▸ **What is being asked**: The answer is one number. Say how many lines in the entries below include the word "eyebrow".

[Data entries]
━━━━━━━━

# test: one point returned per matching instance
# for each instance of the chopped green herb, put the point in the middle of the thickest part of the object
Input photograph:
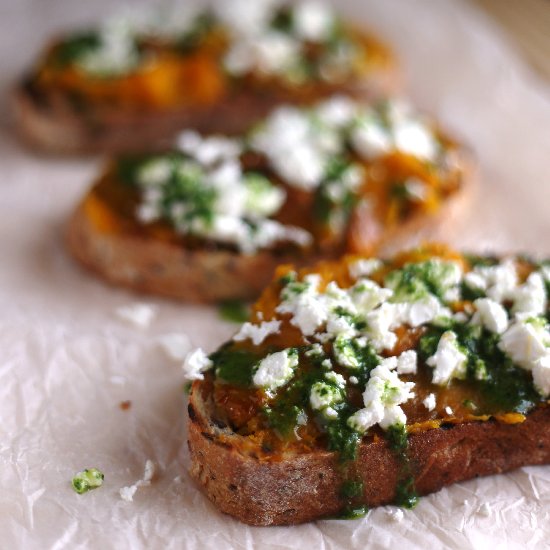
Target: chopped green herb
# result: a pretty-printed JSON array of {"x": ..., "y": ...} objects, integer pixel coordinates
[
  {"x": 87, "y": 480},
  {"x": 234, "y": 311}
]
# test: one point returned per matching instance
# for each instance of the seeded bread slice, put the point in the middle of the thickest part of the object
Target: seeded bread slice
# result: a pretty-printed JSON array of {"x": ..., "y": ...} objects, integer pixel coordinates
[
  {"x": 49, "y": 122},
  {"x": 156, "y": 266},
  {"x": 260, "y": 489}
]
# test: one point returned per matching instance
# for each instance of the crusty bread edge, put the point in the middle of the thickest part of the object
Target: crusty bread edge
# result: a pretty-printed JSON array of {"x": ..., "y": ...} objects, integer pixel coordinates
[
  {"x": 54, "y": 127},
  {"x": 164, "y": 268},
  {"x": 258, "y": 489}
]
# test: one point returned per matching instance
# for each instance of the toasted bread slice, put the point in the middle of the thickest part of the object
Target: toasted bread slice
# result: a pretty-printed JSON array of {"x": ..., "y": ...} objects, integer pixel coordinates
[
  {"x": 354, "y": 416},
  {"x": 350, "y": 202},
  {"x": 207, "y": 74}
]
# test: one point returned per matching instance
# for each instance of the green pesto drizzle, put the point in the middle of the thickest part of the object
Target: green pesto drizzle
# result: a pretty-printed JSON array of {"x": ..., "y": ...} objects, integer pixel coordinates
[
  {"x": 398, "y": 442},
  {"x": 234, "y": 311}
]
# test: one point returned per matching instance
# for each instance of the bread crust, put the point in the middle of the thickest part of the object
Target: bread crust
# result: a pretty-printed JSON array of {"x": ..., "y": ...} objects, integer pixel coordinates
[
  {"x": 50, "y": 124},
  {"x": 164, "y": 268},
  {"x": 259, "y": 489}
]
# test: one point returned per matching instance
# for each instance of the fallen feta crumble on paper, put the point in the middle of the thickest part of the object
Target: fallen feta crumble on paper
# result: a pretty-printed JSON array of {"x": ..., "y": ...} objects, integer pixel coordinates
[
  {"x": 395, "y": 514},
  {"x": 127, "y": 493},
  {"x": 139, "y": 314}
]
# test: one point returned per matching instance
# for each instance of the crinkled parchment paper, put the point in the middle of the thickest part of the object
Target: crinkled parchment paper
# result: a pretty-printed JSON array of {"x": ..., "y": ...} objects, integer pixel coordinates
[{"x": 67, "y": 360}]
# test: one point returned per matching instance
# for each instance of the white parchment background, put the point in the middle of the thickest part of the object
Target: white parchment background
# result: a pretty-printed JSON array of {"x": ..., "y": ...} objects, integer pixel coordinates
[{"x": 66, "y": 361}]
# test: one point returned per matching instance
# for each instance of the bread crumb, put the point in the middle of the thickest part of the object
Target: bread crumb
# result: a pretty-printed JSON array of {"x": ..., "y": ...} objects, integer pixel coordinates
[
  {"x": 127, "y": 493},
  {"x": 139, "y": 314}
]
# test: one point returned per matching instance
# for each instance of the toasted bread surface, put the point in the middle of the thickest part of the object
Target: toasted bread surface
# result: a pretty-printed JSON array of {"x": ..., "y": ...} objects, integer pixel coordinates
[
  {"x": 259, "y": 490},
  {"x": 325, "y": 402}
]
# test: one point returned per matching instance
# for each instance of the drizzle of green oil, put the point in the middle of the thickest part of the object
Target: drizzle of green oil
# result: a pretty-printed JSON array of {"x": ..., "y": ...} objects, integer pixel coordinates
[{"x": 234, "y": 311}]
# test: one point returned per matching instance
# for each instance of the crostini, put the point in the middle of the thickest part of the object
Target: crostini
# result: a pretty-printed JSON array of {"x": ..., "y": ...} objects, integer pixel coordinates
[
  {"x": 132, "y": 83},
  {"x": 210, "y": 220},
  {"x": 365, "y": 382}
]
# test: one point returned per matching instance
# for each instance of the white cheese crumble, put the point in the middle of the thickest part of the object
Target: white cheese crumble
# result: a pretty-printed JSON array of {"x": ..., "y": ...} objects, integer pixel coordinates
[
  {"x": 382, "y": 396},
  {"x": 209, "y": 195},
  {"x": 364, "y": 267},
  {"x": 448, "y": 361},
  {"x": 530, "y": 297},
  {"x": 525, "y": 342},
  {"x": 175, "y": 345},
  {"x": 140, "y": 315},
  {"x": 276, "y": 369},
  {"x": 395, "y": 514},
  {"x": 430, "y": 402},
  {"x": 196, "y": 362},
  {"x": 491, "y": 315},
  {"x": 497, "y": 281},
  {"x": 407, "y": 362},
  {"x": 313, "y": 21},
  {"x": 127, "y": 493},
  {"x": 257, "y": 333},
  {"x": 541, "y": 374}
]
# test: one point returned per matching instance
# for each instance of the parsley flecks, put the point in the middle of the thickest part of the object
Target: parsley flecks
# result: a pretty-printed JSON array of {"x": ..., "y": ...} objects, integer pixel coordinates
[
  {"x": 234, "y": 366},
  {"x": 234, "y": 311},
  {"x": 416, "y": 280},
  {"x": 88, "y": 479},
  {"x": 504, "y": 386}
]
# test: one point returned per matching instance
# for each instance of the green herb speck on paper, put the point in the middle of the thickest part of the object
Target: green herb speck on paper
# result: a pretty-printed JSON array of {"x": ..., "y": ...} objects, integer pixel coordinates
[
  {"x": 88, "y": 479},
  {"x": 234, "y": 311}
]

━━━━━━━━

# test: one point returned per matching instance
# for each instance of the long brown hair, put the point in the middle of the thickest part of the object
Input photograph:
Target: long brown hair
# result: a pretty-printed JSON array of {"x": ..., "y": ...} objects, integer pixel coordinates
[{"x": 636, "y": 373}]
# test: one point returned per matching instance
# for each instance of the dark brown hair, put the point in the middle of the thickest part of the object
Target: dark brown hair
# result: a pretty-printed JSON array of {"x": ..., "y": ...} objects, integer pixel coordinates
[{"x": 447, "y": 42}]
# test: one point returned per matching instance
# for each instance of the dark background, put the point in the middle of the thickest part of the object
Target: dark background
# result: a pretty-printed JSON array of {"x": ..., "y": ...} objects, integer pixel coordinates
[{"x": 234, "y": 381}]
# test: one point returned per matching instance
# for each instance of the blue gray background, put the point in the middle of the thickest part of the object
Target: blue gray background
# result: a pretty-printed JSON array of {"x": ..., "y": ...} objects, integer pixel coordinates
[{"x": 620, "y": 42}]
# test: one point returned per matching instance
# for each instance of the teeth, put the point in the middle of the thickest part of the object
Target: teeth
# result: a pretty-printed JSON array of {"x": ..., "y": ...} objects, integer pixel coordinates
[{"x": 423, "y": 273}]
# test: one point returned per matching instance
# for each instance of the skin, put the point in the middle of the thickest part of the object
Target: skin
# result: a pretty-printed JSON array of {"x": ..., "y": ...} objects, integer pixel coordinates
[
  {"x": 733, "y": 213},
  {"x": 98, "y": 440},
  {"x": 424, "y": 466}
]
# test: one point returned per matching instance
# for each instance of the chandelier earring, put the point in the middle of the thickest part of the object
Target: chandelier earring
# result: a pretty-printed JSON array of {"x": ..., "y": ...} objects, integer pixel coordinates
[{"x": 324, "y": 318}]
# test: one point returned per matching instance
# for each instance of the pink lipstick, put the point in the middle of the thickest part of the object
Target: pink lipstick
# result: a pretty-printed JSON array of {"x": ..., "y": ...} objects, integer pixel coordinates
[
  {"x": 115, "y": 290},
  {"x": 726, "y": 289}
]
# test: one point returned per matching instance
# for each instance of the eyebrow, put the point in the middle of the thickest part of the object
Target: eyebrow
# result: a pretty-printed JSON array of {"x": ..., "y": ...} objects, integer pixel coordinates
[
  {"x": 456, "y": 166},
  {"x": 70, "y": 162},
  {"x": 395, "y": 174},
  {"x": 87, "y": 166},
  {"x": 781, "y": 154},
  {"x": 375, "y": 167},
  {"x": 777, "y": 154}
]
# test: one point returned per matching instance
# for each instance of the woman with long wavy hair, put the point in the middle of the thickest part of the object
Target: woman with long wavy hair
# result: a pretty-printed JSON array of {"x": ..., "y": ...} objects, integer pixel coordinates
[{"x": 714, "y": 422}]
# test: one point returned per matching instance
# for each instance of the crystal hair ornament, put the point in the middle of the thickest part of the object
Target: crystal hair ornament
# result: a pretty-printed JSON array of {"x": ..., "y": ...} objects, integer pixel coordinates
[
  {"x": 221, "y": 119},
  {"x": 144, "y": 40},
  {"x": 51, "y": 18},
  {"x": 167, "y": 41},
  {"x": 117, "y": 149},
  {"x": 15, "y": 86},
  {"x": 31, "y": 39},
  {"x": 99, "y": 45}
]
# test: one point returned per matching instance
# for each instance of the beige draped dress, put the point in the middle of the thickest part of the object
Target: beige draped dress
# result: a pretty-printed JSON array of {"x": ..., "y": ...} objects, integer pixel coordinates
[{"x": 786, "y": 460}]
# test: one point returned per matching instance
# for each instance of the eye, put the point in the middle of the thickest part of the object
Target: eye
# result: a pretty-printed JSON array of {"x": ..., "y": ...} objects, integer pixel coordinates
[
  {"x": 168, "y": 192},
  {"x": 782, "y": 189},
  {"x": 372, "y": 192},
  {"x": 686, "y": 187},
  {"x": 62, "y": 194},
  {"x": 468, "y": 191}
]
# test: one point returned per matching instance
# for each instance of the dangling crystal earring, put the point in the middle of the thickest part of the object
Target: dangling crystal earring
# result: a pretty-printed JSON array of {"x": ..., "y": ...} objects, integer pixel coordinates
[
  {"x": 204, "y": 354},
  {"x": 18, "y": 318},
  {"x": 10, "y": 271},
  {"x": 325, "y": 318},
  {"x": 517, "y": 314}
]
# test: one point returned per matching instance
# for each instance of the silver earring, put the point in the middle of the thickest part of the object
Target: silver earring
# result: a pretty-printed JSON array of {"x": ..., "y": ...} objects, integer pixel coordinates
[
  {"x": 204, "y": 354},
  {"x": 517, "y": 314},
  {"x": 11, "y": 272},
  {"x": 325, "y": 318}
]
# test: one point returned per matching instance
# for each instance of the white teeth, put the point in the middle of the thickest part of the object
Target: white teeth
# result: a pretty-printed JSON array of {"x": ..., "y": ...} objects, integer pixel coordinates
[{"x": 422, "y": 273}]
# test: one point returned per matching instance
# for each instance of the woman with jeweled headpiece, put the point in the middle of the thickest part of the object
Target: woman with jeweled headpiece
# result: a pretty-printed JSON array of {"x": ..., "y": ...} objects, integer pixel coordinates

━━━━━━━━

▸ **Reply**: 2